**Problem to work on:**
Write the data out again, character for character, with no images.

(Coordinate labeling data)
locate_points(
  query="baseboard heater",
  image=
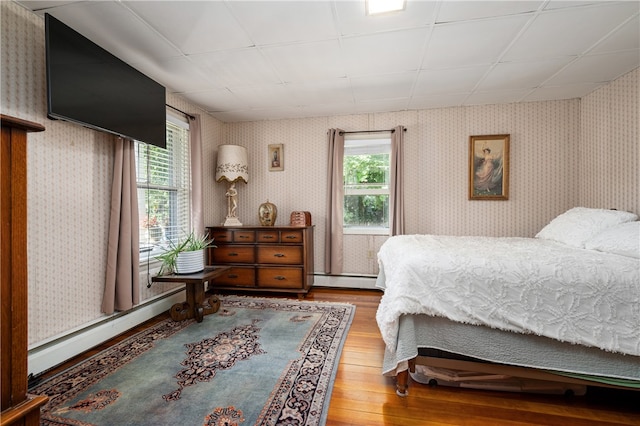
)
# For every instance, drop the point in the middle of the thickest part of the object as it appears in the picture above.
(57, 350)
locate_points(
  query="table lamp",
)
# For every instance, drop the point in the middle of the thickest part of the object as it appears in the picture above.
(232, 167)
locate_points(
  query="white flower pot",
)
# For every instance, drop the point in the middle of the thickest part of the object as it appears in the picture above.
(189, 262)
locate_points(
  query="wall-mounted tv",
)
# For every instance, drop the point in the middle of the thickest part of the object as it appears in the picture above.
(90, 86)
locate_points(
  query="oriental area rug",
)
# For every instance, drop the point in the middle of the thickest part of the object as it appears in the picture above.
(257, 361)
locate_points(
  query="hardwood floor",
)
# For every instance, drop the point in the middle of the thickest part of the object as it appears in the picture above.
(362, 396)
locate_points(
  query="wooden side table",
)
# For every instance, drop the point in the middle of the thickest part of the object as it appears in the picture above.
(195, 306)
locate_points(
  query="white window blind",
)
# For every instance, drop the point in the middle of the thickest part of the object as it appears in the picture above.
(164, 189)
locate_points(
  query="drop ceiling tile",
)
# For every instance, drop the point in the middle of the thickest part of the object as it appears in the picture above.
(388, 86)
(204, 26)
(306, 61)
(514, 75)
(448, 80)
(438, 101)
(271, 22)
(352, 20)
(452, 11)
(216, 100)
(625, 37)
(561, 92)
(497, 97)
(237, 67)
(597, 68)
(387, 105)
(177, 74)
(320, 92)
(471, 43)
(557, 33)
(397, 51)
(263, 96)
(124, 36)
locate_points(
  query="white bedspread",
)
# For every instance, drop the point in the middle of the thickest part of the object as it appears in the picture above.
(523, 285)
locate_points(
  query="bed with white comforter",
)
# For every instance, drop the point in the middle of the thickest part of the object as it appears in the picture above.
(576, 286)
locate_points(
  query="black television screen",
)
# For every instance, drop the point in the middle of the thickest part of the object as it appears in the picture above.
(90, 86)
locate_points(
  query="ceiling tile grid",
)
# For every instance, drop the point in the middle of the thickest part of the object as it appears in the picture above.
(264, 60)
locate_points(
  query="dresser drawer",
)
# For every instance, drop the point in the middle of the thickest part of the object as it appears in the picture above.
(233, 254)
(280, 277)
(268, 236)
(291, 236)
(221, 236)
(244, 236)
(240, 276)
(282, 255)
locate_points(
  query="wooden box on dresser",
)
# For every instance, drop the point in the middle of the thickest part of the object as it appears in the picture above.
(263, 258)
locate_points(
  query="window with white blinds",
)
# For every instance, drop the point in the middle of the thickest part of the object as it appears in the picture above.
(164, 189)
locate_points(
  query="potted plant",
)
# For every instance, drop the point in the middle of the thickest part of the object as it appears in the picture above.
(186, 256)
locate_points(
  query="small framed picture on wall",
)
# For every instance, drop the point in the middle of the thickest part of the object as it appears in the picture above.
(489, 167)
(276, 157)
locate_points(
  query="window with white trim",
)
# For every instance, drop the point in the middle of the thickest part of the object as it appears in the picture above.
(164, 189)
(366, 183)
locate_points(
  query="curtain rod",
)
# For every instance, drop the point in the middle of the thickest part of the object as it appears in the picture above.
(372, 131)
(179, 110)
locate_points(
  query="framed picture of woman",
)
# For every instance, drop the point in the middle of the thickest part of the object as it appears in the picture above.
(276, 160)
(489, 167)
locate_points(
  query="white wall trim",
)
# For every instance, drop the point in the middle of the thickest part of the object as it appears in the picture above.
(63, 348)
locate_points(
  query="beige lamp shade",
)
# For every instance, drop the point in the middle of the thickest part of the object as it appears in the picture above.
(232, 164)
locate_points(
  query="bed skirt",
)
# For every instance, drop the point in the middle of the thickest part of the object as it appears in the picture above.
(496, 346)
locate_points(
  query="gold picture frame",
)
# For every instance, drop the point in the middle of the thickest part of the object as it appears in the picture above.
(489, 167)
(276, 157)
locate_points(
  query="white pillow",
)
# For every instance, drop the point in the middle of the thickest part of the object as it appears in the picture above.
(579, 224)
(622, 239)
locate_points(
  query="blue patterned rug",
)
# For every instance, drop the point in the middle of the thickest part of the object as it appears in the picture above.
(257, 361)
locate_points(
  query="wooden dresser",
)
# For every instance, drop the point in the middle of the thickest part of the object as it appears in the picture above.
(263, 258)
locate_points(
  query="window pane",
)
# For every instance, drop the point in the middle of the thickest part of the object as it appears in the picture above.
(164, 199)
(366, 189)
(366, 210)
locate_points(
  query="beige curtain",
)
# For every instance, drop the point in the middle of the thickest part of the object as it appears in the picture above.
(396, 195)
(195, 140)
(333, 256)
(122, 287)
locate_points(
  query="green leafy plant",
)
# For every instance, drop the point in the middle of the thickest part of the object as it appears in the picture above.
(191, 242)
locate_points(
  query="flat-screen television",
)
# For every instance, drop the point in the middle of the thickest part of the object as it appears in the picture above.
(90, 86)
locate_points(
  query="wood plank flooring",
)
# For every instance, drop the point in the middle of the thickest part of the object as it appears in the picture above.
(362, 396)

**Solution to the problem:**
locate_points(
  query="baseboard heater",
  image=
)
# For every instance, drop the point in the middle of the thickest part of the object as it appears in the picture above.
(57, 350)
locate_points(
  query="table lamp",
)
# For every instance, drop the point in the middle of the thickest part of the object as it appears in the picture above.
(232, 167)
locate_points(
  query="white flower pot",
)
# For every instance, drop the point in the middle of the thickest part of the object as it appears in the picture above.
(189, 262)
locate_points(
  query="wall-mounted tv",
)
# For every instance, drop the point in the middle of the thickest part of the object as it appears in the picture above.
(90, 86)
locate_points(
  query="oriental area rug",
)
# For every instance, drop the point in the middle of the thickest part of the object as it appears in the picture above.
(257, 361)
locate_points(
  query="hardwood floor",
)
# For every instance, drop the point in the middle of the thickest part of the object as it appears in the picture above.
(362, 396)
locate_points(
  query="wooden side table",
)
# For every instance, drop the point in the middle of the thickest part of the object as it appears in the picture above.
(195, 306)
locate_points(
  query="white window blind",
)
# For every instance, drop the point in the middle of the thickest part of the object as it appears in the picture above.
(164, 189)
locate_points(
  query="drop ceiling tile",
)
# For every instance, drop the point in the middle of the thickest part of the object as it appears in the picture above.
(388, 86)
(204, 26)
(306, 61)
(514, 75)
(448, 80)
(438, 101)
(271, 22)
(352, 20)
(452, 11)
(216, 100)
(625, 37)
(561, 92)
(497, 97)
(237, 67)
(597, 68)
(387, 105)
(177, 74)
(320, 92)
(471, 43)
(557, 33)
(397, 51)
(263, 96)
(124, 36)
locate_points(
  query="white bedspread",
)
# For every instance, drop the point in the middle of the thickest part of the object as it appears in the picture above.
(523, 285)
locate_points(
  query="bed with white comforter",
)
# For every instance, drop the point in the middle of the thickest part of the object as it appears in the picture above.
(576, 286)
locate_points(
  query="black television screen",
)
# For every instance, drop the point in the middle of the thickest part of the object as it appears in the picture above.
(90, 86)
locate_points(
  query="ceiling tile grid",
)
# For every instance, drop the point in the middle of the thickest part of the object as it appears in the picture above.
(264, 60)
locate_points(
  query="dresser drawer",
)
# For every instance, drop the point in the middle of the thickest part of the object as it appears in the picture above.
(233, 254)
(280, 277)
(268, 236)
(291, 236)
(221, 236)
(244, 236)
(240, 276)
(282, 255)
locate_points(
  query="wooden box on dresser",
)
# For every instance, drop the point in the middle of the thickest part of the object as it appears in the picture above.
(263, 258)
locate_points(
  query="window with white blinds",
)
# For every instance, drop the point in the middle of the thickest part of the object as it appears in the picture above.
(164, 189)
locate_points(
  query="potted plant",
)
# For every instance, drop the point in the middle of the thickest part of the object as it appears in the picture above.
(186, 256)
locate_points(
  query="small framed picture on wall",
)
# For every instance, drop the point in the middle of the thickest part of the object as it appears in the picture above.
(489, 167)
(276, 157)
locate_points(
  query="window with white trim",
)
# For every instance, drop the point in the middle of the thickest part of the object as it appears in the picture above.
(164, 189)
(366, 183)
locate_points(
  query="curtain rod",
)
# For every instance, drop the point in the middle of the thickest part of the object as it appears in the picture above.
(372, 131)
(179, 110)
locate_points(
  query="framed picture of woman",
)
# For every instance, drop the point in the middle of the thickest part of the object as it appears in the picture above.
(276, 160)
(489, 167)
locate_points(
  query="white wall trim",
)
# For every instance, drop the point in the middle of the thickest part of the object as it appears in the picture above.
(63, 348)
locate_points(
  query="beige lamp shade",
)
# For every instance, drop the point in the middle of the thickest part of the object as it appears in the picture above.
(232, 164)
locate_points(
  query="bed skirt",
)
# For every instance, drop the point in the middle of the thickest part of the object as it appears in the picture above.
(496, 346)
locate_points(
  query="gold picture frame",
)
# For every instance, drop the point in the middle of the thickest part of the object as it appears in the picture above.
(489, 167)
(276, 157)
locate_points(
  query="white pillow",
)
# For every instance, drop the point in the middle of the thickest part of the object as it appears in the picture above.
(579, 224)
(622, 239)
locate_points(
  query="blue patterned rug",
)
# For every instance, drop the point in the middle of the thickest part of the object as it appears in the picture above.
(257, 361)
locate_points(
  query="wooden dresser",
)
# For every instance, drop the point in the middle of the thickest part of the object as it appears in the picture above.
(263, 258)
locate_points(
  query="window pane",
)
# For every instance, drop the point in the middle of the thickest part of the object as it appears in the picture above.
(164, 199)
(366, 189)
(366, 210)
locate_points(
  query="beige curtain",
)
# For every instance, drop the point in the middle of the thickest part of the object as it appears in the picture above.
(396, 195)
(195, 140)
(333, 256)
(122, 287)
locate_points(
  query="green leafy plant",
)
# For every instance, drop the point in the middle of the thickest part of the object as it appears in the picture above.
(191, 242)
locate_points(
  query="flat-screen television",
)
# For every instance, drop the point in the middle of the thickest part of the object as it appears in the picture above.
(90, 86)
locate_points(
  query="wood plank flooring",
)
# For every instance, drop the point in the middle of the thickest part of the object as it appears in the picture above.
(362, 396)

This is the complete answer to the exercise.